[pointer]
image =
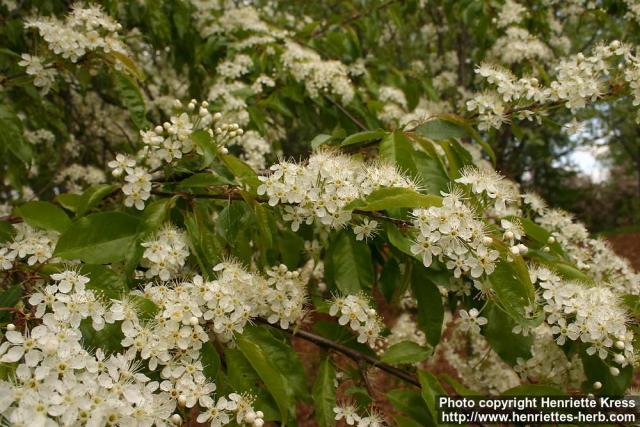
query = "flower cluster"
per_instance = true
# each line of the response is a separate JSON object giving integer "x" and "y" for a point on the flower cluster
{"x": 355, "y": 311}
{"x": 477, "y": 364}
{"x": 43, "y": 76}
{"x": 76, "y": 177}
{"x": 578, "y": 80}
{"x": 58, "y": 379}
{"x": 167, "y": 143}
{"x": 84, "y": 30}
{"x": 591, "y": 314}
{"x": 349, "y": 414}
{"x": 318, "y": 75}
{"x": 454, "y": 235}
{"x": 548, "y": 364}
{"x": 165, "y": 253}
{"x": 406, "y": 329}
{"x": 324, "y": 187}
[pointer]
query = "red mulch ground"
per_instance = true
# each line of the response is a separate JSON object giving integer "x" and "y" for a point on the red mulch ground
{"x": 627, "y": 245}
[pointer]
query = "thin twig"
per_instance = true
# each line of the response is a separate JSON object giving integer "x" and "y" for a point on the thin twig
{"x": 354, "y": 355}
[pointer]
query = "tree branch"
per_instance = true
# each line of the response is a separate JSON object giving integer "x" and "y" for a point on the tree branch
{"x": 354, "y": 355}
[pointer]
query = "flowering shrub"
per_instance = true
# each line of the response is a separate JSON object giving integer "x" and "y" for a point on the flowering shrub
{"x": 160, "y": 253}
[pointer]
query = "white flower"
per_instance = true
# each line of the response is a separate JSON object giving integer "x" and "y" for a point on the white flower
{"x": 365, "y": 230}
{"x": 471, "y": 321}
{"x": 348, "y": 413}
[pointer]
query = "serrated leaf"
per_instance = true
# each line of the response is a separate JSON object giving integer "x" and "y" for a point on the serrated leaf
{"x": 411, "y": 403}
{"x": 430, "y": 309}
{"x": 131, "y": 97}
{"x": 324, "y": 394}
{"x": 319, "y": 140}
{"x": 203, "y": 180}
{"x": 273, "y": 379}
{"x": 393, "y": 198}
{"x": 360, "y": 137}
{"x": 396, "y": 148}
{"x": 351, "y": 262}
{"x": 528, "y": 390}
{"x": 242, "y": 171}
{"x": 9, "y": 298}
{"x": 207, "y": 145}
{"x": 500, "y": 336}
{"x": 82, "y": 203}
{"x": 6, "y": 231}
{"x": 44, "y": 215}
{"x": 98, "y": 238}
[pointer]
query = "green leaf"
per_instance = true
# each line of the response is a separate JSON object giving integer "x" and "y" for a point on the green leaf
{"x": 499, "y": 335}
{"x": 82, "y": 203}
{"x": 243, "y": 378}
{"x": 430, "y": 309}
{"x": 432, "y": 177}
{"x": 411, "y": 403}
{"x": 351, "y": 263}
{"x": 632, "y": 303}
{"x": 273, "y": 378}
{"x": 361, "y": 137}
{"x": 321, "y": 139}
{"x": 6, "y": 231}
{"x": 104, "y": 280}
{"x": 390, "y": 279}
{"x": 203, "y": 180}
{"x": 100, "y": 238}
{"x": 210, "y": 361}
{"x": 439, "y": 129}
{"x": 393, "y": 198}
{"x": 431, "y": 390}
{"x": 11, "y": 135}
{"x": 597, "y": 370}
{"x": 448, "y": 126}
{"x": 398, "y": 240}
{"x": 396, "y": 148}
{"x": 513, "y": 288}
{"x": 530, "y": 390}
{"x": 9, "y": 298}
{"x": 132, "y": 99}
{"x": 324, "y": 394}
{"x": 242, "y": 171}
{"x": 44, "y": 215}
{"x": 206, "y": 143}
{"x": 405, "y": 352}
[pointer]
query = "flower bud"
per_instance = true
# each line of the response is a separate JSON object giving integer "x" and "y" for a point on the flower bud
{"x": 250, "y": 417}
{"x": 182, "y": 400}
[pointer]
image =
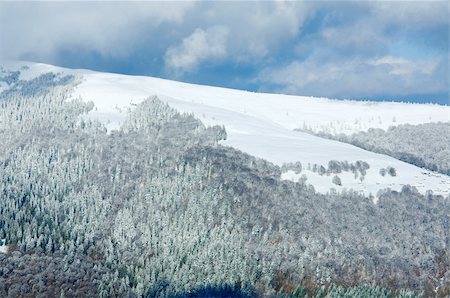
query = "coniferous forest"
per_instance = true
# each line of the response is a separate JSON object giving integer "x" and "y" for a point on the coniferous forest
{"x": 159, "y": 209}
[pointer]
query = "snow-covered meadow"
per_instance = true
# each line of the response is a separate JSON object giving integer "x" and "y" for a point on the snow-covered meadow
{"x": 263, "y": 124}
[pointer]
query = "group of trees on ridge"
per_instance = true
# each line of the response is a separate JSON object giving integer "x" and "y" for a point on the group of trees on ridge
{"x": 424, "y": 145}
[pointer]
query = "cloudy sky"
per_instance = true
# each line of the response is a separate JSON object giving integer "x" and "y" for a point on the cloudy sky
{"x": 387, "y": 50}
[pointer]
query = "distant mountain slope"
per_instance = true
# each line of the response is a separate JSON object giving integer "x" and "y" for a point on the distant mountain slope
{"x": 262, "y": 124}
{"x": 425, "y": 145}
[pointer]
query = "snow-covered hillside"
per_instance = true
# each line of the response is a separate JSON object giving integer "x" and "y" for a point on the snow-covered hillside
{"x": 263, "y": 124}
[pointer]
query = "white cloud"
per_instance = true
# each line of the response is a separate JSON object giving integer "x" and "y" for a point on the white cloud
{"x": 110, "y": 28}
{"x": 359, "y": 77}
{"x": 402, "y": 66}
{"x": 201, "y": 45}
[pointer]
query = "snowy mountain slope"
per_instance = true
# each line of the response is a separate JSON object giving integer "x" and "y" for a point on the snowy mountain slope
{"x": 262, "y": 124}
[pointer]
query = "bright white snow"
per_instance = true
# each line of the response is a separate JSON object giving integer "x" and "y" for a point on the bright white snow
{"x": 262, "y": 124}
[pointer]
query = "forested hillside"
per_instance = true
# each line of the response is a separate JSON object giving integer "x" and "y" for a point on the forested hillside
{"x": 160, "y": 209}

• WHAT THE EXERCISE ASKS: Which lines in the items above contain the word "flowering"? Locate each one and copy it in full, treating uppercase and lowercase letters as distinct.

• RESPONSE TO THE TASK:
query = "flowering shrub"
# each line of the response is a separate JSON object giving integer "x" and "y" for a point on the flowering shrub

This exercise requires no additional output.